* To do: Rewrite everything from the line containing "of the street" down to the end of the items, changing "alto saxophone" to "tenor saxophone" and leaving the rest unchanged.

* Extracted information:
<<<<

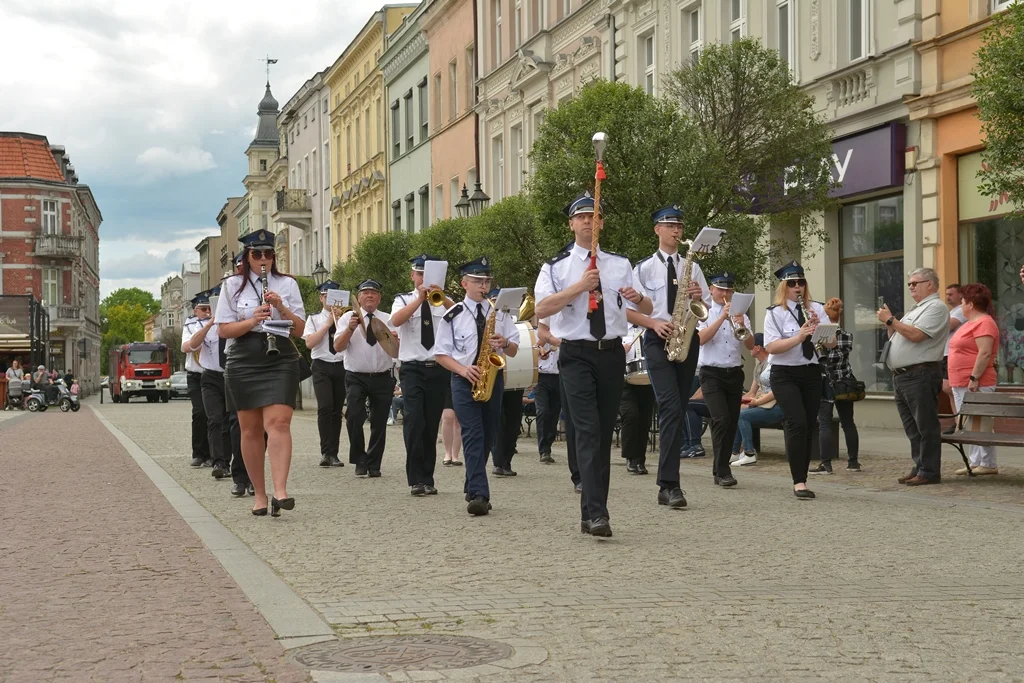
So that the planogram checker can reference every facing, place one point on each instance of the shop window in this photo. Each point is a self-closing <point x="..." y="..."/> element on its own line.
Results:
<point x="870" y="267"/>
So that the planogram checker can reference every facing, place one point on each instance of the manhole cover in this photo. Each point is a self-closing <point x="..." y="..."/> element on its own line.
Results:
<point x="384" y="653"/>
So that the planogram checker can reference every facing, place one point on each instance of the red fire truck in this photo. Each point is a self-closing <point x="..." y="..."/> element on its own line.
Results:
<point x="140" y="369"/>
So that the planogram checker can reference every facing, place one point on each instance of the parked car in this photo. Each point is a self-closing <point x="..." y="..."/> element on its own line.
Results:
<point x="179" y="385"/>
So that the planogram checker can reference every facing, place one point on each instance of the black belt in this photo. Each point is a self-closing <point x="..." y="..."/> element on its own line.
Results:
<point x="918" y="366"/>
<point x="602" y="345"/>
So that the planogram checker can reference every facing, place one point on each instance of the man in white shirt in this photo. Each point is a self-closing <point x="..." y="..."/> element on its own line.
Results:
<point x="369" y="374"/>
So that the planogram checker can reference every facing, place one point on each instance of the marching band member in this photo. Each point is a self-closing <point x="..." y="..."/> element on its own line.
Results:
<point x="796" y="374"/>
<point x="260" y="386"/>
<point x="722" y="373"/>
<point x="201" y="317"/>
<point x="370" y="374"/>
<point x="658" y="276"/>
<point x="329" y="377"/>
<point x="458" y="349"/>
<point x="591" y="355"/>
<point x="636" y="409"/>
<point x="424" y="382"/>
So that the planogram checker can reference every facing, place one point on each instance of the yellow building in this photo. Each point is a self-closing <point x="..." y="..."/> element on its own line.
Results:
<point x="358" y="146"/>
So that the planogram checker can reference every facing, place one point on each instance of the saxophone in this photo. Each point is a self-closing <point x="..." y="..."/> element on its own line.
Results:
<point x="685" y="314"/>
<point x="488" y="361"/>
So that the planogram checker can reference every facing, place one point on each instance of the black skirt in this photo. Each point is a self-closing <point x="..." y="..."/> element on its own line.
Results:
<point x="253" y="379"/>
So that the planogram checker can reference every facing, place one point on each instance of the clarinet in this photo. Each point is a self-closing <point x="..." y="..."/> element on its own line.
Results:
<point x="271" y="341"/>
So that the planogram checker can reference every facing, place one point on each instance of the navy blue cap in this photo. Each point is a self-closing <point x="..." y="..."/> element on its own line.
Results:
<point x="582" y="204"/>
<point x="792" y="269"/>
<point x="725" y="281"/>
<point x="329" y="285"/>
<point x="257" y="240"/>
<point x="479" y="267"/>
<point x="669" y="214"/>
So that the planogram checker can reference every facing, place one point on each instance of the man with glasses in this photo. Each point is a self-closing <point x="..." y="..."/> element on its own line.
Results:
<point x="914" y="352"/>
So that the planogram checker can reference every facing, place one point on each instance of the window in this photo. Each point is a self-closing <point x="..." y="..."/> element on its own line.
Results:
<point x="51" y="223"/>
<point x="858" y="29"/>
<point x="51" y="287"/>
<point x="870" y="266"/>
<point x="517" y="167"/>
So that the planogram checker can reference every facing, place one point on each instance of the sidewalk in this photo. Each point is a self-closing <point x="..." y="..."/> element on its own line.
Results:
<point x="102" y="580"/>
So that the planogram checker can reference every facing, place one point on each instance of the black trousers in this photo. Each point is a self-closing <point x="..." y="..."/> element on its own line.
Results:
<point x="798" y="390"/>
<point x="673" y="383"/>
<point x="548" y="399"/>
<point x="636" y="409"/>
<point x="723" y="392"/>
<point x="509" y="423"/>
<point x="329" y="386"/>
<point x="201" y="441"/>
<point x="423" y="391"/>
<point x="379" y="388"/>
<point x="218" y="429"/>
<point x="593" y="381"/>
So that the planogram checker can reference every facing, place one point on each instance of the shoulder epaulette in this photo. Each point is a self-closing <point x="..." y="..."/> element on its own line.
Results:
<point x="451" y="315"/>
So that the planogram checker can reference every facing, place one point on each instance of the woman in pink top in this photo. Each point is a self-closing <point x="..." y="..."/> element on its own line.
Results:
<point x="972" y="355"/>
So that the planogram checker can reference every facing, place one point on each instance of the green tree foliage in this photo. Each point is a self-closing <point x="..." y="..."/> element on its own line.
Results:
<point x="1000" y="105"/>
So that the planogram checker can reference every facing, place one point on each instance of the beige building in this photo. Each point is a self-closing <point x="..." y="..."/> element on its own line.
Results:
<point x="358" y="145"/>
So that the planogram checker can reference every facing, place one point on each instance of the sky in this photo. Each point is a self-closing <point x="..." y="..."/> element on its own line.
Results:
<point x="155" y="102"/>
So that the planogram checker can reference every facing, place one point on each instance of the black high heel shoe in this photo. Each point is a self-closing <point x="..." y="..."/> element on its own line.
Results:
<point x="284" y="504"/>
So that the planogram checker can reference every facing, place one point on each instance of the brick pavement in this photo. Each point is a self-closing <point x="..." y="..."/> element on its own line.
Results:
<point x="745" y="584"/>
<point x="102" y="581"/>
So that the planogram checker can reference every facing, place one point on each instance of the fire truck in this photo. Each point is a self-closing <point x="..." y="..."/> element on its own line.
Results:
<point x="140" y="369"/>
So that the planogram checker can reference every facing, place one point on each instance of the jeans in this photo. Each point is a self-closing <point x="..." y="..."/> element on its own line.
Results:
<point x="751" y="418"/>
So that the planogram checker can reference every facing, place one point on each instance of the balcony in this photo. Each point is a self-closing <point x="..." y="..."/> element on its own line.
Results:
<point x="58" y="246"/>
<point x="293" y="207"/>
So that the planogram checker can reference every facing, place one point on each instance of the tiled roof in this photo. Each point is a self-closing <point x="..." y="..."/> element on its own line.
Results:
<point x="28" y="157"/>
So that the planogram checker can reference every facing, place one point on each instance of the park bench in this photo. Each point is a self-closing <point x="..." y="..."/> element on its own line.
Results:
<point x="982" y="410"/>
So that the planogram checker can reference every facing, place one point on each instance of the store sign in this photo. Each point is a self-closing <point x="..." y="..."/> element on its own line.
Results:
<point x="971" y="203"/>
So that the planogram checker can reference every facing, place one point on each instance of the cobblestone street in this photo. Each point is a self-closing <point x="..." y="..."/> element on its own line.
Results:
<point x="861" y="584"/>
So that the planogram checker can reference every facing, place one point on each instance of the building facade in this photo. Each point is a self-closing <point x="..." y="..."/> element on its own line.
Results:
<point x="406" y="66"/>
<point x="358" y="144"/>
<point x="49" y="248"/>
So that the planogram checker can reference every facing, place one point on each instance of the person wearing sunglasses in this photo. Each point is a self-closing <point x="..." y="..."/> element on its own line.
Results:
<point x="796" y="373"/>
<point x="259" y="386"/>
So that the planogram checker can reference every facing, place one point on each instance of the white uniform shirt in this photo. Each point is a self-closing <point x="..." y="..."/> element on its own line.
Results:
<point x="456" y="337"/>
<point x="322" y="351"/>
<point x="722" y="350"/>
<point x="189" y="328"/>
<point x="565" y="270"/>
<point x="652" y="274"/>
<point x="359" y="355"/>
<point x="411" y="347"/>
<point x="780" y="323"/>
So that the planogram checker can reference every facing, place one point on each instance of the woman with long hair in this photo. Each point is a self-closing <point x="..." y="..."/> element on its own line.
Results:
<point x="262" y="386"/>
<point x="796" y="373"/>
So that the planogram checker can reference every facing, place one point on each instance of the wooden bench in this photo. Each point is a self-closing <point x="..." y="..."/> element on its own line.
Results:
<point x="985" y="408"/>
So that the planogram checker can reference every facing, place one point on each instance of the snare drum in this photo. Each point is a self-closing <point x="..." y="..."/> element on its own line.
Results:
<point x="520" y="372"/>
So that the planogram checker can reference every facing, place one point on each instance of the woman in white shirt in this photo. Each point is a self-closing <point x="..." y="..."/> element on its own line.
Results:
<point x="261" y="387"/>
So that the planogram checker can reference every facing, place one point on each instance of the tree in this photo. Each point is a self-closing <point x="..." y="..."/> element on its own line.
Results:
<point x="1000" y="105"/>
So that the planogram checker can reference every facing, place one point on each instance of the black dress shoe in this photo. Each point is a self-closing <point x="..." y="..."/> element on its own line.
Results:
<point x="672" y="497"/>
<point x="600" y="527"/>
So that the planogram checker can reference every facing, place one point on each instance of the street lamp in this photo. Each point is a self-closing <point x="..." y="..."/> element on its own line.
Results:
<point x="462" y="206"/>
<point x="320" y="273"/>
<point x="479" y="200"/>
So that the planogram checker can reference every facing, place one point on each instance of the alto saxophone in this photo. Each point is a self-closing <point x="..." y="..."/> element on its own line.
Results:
<point x="489" y="363"/>
<point x="685" y="314"/>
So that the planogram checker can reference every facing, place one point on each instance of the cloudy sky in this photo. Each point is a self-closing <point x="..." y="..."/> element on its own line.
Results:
<point x="156" y="102"/>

>>>>

* Solution to this task:
So that the planogram checker can reference every facing, place one point on each instance of the street lamp in this photo. Each point is a self-closing <point x="..." y="..."/> element on its own line.
Results:
<point x="462" y="206"/>
<point x="320" y="273"/>
<point x="479" y="200"/>
So that the planogram checker can reference every facing, place one point on each instance of the tenor saxophone in this photo. Each point is a self-closing <point x="..." y="..."/> element on its own line.
Results:
<point x="489" y="363"/>
<point x="685" y="314"/>
So that the planogram checker can reference every facing, place one point on each instance of the cloudy sky in this photo. Each point is a self-closing <point x="..." y="..."/> element on its own line.
Results:
<point x="156" y="102"/>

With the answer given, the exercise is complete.